(Dataset records)
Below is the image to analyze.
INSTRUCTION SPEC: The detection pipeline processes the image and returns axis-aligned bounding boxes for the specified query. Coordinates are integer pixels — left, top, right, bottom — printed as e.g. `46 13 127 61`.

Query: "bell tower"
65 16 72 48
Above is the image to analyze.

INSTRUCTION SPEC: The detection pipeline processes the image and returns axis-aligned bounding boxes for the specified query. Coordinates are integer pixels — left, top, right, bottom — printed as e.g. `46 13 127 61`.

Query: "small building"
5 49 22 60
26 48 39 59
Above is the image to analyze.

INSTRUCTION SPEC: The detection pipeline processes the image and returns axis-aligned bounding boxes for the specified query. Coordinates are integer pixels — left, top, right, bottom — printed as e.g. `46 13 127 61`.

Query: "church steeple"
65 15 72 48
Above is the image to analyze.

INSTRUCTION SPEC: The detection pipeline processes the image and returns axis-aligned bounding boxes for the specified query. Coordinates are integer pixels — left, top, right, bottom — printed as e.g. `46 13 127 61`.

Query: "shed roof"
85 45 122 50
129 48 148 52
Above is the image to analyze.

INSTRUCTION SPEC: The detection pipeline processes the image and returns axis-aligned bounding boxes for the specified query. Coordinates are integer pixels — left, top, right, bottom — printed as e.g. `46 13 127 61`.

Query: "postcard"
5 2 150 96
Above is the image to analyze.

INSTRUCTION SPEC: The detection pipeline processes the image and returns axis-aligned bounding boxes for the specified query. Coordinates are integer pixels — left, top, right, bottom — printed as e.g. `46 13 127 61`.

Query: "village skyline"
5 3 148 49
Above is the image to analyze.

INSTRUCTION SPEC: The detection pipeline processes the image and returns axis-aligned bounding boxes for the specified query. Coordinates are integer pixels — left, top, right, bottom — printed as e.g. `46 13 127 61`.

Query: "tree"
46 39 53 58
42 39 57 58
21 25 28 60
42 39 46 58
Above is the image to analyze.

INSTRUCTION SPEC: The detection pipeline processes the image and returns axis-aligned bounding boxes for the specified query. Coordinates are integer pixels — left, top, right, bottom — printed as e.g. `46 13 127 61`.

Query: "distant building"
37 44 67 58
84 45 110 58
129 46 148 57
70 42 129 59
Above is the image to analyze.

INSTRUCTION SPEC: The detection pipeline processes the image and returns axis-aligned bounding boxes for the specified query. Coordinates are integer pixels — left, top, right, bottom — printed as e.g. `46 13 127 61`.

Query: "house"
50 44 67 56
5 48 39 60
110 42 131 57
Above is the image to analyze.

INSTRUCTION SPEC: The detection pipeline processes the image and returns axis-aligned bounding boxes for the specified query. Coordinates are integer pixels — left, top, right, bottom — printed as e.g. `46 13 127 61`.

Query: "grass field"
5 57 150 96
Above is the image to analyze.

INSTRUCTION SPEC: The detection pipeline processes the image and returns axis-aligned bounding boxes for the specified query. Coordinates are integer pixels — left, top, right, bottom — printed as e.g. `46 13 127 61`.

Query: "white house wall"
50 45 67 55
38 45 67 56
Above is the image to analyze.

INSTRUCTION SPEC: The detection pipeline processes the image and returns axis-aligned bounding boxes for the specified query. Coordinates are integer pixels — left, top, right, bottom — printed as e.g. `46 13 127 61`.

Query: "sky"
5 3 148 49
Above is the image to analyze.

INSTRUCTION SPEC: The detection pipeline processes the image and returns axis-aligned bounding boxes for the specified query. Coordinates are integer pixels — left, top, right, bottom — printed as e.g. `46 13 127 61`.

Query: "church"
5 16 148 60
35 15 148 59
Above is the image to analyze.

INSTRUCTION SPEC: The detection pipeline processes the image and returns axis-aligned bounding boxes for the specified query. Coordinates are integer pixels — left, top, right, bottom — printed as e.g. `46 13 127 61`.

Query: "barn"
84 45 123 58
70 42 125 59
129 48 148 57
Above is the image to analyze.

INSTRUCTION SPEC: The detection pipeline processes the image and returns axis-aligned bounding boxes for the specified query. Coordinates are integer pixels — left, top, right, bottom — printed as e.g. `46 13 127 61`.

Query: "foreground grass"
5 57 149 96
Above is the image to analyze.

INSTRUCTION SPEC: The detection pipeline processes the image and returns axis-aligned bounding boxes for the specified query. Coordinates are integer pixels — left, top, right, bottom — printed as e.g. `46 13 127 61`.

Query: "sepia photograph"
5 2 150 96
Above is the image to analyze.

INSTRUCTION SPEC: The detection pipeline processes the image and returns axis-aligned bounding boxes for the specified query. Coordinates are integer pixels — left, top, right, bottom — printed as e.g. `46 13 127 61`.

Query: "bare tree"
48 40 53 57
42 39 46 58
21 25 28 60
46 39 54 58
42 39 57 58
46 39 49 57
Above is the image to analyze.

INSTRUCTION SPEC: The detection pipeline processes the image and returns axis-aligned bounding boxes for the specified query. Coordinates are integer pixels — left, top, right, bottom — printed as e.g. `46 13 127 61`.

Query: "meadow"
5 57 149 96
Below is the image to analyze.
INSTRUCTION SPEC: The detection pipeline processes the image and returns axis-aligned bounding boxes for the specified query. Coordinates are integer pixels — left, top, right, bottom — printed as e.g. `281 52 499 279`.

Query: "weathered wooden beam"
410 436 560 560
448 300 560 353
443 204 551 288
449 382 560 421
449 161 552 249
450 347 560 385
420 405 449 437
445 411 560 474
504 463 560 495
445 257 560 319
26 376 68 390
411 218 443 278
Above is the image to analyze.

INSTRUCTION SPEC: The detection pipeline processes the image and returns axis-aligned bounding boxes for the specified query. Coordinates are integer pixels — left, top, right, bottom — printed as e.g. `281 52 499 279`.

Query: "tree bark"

▶ _EXERCISE DIRECTIONS_
Set the records above down again, exactly as they read.

▶ _RESULT_
Below is the image to analyze.
INSTRUCTION SPEC: The detection pipeline processes the image and returns axis-aligned bounding boxes for the specified query. Coordinates are integer pixels — left, top, right, bottom — printed as e.g. `46 13 127 61`.

Query: "bell tower"
65 16 72 48
Above is the image to analyze.

INSTRUCTION SPEC: The detection pipeline processes the image and returns axis-aligned bounding boxes for the specified query. Coordinates are integer pixels — left, top, right, bottom — printed as e.g. `46 13 127 61`.

Query: "small building"
5 49 22 60
26 48 39 59
Above is the image to analyze.

INSTRUCTION SPEC: The detection pipeline processes the image and returns axis-aligned bounding boxes for the specified query. Coordinates are integer pixels — left, top, right, bottom — printed as e.g. `46 13 127 61`.

Query: "church steeple"
65 15 72 48
Above is the image to analyze.

INSTRUCTION SPEC: The detection pipeline processes the image and returns axis-aligned bounding boxes for the specified query. Coordinates are integer pixels — left, top, right, bottom — printed as e.g. `46 13 127 61`.

Query: "shed roof"
85 45 122 50
129 48 148 52
Above is the image to analyze.

INSTRUCTION SPEC: The detection pipeline processes the image and returns axis-aligned bounding boxes for the specified query. Coordinates are integer pixels — left, top, right, bottom — printed as e.g. `46 13 127 61`.

Query: "postcard"
5 2 150 96
Above is the image to analyze.

INSTRUCTION SPEC: The detection pipeline processes the image and returns axis-aligned bounding boxes for the specified query. Coordinates are integer pixels — left, top, right, bottom — printed as e.g. `46 13 127 61`.

Query: "village skyline"
5 3 148 49
Above is the image to analyze.

INSTRUCTION SPEC: The detection pipeline processes the image and returns axis-aligned bounding boxes for the specified query. Coordinates are integer pixels — left, top, right, bottom — printed as e.g. `46 13 127 61`.

Query: "tree"
46 39 53 58
42 39 57 58
21 25 28 60
42 39 46 58
Above is the image to analyze.

INSTRUCTION SPEC: The detection pipeline processes the image and returns axis-aligned bounding boxes for the specified query. Coordinates are integer pixels — left, top, right, bottom — printed as e.g. `46 13 127 61`.

Query: "distant building"
37 44 67 58
84 45 110 58
129 46 148 57
70 42 129 59
Above is the image to analyze.

INSTRUCTION SPEC: The detection pipeline processes the image and returns axis-aligned bounding boxes for the specified query. Coordinates are integer pixels — left, top, right, bottom — printed as e.g. `46 13 127 61`.

Query: "house"
50 44 67 56
5 48 39 60
110 42 131 57
Above is the image to analyze.

INSTRUCTION SPEC: The detection pipeline processes the image and returns axis-aligned bounding boxes for the specified query. Coordinates are integer pixels — left, top, right, bottom — printed as e.g. `46 13 127 61`.

Query: "grass field"
5 57 150 96
Above is the image to analyze.

INSTRUCTION SPEC: The detection pipeline processes the image and returns axis-aligned bounding boxes for the specified query. Coordinates are integer pixels — left, top, right, bottom — printed as e.g. `46 13 127 61`.

Query: "white house wall"
50 45 67 55
38 45 67 56
Above is the image to analyze.

INSTRUCTION SPEC: The detection pipeline processes the image and returns axis-aligned bounding boxes for the specified query. Coordinates are integer pixels — left, top, right, bottom — printed as e.g. `46 13 127 61`.

Query: "sky"
5 3 148 49
Above is the image to analyze.

INSTRUCTION SPEC: The detection pipeline processes the image and returns axis-aligned bounding boxes for the specified query. Coordinates are integer pixels — left, top, right, bottom — printed as e.g. `46 13 127 61`.

Query: "church"
5 16 148 60
35 15 148 59
Above is the image to analyze.

INSTRUCTION SPEC: The detection pipeline processes the image and returns axis-aligned bounding boxes for the specified query. Coordinates are integer pixels — left, top, right, bottom — printed as e.g. `46 13 127 61`.

Query: "barn"
84 45 123 58
70 42 125 59
129 48 148 57
Above is the image to analyze.

INSTRUCTION SPEC: The detection pipeline processes the image and returns axis-aligned bounding boxes for the specified query. Coordinates are integer pixels — left, top, right, bottom — printed as e.g. `46 13 127 61`.

Query: "foreground grass"
5 57 149 96
Above is the image to analyze.

INSTRUCTION SPEC: The detection pipeline processes the image and returns axis-aligned bounding boxes for the specified query. Coordinates are integer pixels — left, top, right, bottom — printed as e.g. `46 13 127 61`.

Query: "sepia photograph"
5 2 150 96
Above is the image to analyze.

INSTRUCTION SPEC: The detection pipeline processes the image and returns axis-aligned bounding boxes for the specified query. Coordinates are integer pixels — left, top, right, bottom — printed as e.g. `46 13 127 61`.

Query: "bare tree"
48 40 53 57
42 39 46 58
21 25 28 60
46 39 54 58
42 39 57 58
46 39 49 57
Above is the image to analyze.

INSTRUCTION SPEC: The detection pipeline processes the image and returns axis-aligned bounding boxes for the specified query. Coordinates are integer pixels — left, top, right, bottom — printed as e.g. `46 13 127 61`.

Query: "meadow"
5 57 149 96
Below is the image to analyze.
INSTRUCTION SPEC: The detection pipeline processes the image and returns axis-aligned bounding boxes for the specified query. Coordinates are integer pixels — left, top, right, bottom — printed as e.g. `281 52 499 279`.

Query: "weathered wooden beam"
410 436 560 560
448 300 560 353
443 204 551 288
449 382 560 421
449 161 552 249
450 347 560 385
420 405 449 437
445 411 560 474
504 463 560 495
445 257 560 319
26 376 68 390
411 218 443 278
Above is the image to analyze.

INSTRUCTION SPEC: The detection pipeline processes the image and returns axis-aligned bounding boxes for the specified query. Coordinates are integer pixels — left, top, right, bottom — printed as e.g. `281 52 499 279`.

Query: "tree bark"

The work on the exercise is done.